• _CONSIGNES DE L'EXERCICE_
Reprenez le texte ci-dessous consacré au conformisme social selon M. Durkheim et prolongez-le à la suite de sa dernière phrase.

• _EXTRAIT_
################
Page:Revue des Deux Mondes - 1911 - tome 4.djvu/614

Le texte de cette page a été corrigé et est conforme au fac-similé.

Tout en adoptant les théories du conformisme social, M. Durkheim espère se tirer de cette difficulté. Pour cela, il insiste sur ce fait que l’ensemble des mœurs, la réalité morale, ne constitue jamais un bloc figé et comme cristallisé dans une forme immobile, les mœurs sociales sont sans cesse en évolution ; pourvu que cette évolution ne soit pas trop brusque et qu’elle ne porte pas sur ce qu’il y a de plus fixe dans les mœurs, l’invention est tolérable, elle ne peut pas rompre la conformité nécessaire à la vie sociale. Ainsi quand les lois ont eu fait brèche dans l’indissolubilité conjugale, l’union libre a paru plus tolérable. Quand le christianisme eut proclamé que le maître devait respecter la moralité de l’esclave, on put envisager sans scandale l’abolition complète de l’esclavage. Cependant M. Durkheim ne conteste pas que, dans la plupart des cas, l’invention ne doive être taxée de criminelle, qu’elle ne soit à ce titre condamnable et ne doive être réprimée. Tout ce qui s’oppose au milieu social est criminel, condamnable, et doit être réprouvé par ce milieu social. C’est justement, aux yeux des Athéniens, que Socrate a bu la ciguë.
################
• _DONNÉES FOURNIES_
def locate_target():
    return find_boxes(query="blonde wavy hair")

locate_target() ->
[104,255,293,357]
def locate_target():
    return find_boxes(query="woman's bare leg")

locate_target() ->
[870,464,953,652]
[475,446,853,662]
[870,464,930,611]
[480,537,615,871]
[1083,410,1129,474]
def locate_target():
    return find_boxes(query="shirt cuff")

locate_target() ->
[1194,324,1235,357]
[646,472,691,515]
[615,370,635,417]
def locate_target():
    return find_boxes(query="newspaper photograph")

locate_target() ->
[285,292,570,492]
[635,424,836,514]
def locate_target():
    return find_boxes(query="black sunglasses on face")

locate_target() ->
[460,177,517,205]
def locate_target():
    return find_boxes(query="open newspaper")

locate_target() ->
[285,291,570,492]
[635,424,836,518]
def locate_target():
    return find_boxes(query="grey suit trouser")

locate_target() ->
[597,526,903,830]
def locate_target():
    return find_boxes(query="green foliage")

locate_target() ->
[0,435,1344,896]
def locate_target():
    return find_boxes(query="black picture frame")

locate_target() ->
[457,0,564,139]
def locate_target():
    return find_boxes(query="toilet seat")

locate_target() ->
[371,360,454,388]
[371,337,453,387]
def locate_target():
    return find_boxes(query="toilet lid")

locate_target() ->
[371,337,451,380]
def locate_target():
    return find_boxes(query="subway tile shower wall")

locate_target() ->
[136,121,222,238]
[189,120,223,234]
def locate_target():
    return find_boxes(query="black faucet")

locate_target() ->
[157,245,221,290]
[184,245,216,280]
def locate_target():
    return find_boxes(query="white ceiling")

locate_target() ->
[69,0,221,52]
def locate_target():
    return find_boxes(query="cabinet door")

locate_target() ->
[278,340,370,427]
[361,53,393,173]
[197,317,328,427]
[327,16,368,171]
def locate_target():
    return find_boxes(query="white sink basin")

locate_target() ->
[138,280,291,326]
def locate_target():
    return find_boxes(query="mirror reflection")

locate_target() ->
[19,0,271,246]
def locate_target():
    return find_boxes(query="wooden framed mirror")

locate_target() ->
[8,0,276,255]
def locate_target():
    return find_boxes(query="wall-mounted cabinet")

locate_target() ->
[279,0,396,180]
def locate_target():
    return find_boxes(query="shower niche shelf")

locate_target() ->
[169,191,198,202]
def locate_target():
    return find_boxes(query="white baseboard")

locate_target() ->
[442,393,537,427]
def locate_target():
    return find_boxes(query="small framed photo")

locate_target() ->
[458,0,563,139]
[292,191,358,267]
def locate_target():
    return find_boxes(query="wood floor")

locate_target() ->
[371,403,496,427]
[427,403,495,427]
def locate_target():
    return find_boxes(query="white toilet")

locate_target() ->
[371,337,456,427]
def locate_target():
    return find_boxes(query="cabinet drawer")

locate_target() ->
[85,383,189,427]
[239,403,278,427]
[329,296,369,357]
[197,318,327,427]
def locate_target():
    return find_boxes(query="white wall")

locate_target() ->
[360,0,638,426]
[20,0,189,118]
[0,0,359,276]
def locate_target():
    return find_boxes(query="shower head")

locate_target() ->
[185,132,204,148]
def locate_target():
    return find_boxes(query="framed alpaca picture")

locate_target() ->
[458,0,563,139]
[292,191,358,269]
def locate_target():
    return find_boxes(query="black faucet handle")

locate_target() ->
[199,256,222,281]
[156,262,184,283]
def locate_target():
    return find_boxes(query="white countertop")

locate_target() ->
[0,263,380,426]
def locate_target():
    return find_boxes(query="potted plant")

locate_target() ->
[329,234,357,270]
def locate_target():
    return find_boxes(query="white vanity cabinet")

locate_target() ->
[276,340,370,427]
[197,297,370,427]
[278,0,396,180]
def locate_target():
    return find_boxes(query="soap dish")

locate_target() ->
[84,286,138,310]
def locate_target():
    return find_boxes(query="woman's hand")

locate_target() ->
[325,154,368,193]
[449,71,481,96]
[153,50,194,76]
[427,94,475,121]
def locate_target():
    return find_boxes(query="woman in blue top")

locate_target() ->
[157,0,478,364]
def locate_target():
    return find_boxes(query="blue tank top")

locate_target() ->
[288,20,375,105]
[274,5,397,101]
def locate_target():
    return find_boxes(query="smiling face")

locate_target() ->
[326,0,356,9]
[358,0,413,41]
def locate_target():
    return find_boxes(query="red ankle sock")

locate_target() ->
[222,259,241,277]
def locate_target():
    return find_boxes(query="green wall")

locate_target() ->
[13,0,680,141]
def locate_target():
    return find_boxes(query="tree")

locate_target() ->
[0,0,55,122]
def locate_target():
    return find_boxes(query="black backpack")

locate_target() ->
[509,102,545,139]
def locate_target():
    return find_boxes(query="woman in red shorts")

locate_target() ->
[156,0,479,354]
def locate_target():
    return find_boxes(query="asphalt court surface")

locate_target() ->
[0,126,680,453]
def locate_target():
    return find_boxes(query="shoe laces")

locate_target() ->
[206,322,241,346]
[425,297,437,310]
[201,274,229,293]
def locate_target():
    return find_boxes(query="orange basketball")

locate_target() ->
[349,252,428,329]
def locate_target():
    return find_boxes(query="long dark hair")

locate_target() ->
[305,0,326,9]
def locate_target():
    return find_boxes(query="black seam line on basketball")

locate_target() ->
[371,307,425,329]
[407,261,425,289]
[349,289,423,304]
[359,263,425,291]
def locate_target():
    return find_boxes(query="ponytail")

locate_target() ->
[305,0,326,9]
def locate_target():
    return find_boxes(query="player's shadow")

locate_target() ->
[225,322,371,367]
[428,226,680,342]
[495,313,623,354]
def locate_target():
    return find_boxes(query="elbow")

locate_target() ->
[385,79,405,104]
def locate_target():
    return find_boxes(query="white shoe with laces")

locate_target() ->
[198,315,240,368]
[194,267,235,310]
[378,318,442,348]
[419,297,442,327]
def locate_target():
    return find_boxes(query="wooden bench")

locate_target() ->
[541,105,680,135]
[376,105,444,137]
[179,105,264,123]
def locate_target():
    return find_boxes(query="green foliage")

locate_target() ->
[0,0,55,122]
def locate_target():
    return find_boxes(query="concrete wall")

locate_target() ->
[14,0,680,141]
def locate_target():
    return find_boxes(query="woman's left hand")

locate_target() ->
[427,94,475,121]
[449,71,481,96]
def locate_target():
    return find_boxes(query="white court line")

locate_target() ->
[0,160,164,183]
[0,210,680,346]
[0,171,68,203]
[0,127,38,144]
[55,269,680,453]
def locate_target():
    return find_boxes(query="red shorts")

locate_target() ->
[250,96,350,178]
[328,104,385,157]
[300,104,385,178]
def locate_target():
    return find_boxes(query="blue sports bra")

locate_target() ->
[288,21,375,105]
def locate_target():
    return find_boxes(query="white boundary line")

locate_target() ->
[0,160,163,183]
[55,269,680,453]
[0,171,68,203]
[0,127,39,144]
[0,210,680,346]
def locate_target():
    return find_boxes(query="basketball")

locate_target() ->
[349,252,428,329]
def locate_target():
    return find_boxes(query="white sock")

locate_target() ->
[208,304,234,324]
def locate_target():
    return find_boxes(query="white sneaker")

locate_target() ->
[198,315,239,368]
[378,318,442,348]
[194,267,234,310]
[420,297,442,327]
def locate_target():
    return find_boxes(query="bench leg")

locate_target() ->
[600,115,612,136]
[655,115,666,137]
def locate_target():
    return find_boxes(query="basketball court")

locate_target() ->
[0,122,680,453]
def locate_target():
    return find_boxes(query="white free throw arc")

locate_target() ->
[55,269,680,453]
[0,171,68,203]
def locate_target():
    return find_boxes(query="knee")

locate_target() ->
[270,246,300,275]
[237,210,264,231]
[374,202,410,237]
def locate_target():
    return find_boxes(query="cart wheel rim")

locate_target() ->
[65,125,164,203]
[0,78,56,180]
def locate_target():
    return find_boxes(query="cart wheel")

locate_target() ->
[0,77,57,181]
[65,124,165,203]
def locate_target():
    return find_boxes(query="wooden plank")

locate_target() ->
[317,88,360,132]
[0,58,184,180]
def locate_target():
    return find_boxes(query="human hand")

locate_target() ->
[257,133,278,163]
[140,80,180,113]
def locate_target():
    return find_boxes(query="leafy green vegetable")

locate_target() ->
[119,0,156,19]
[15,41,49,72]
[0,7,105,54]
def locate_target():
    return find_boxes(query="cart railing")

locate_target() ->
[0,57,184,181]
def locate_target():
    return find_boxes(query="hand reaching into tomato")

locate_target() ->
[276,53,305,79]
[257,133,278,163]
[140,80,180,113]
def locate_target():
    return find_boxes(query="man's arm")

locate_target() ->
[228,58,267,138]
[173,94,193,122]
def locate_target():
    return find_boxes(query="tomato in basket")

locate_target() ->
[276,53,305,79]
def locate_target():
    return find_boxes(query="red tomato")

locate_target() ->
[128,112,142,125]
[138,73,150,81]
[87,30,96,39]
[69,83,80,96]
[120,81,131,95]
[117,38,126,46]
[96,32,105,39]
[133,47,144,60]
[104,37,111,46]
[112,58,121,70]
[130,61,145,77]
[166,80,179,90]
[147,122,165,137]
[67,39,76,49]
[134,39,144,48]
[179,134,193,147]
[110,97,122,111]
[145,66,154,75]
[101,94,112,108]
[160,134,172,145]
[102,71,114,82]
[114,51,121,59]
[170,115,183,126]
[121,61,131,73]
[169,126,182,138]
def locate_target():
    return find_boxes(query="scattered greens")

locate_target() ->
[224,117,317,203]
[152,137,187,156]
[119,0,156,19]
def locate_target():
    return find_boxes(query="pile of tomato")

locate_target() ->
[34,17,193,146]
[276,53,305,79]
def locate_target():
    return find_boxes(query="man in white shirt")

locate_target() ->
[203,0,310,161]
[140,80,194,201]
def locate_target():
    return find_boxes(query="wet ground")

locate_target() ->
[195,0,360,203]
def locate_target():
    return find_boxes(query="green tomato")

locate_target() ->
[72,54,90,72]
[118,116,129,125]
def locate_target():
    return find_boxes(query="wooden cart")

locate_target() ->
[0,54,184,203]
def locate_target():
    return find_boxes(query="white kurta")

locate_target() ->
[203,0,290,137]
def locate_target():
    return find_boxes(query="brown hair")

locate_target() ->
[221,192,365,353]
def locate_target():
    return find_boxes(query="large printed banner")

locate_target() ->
################
• _RÉPONSE RÉDIGÉE_
Aux yeux des Athéniens, qui formaient un milieu social momentané et étroit, mais non pas aux yeux de M. Durkheim, qui appartient à un tout autre milieu ; Socrate fut un criminel, mais un criminel d’une espèce particulière, un criminel coupable aux yeux de ses contemporains, innocent aux nôtres, car son crime, pour me servir des termes de M. Durkheim, ne fut point « pathologique, » ce fut un crime « normal. » Cette distinction du pathologique et du normal, sur quoi repose toute la théorie morale de M. Durkheim, est assez ingénieuse pour mériter un moment de nous arrêter.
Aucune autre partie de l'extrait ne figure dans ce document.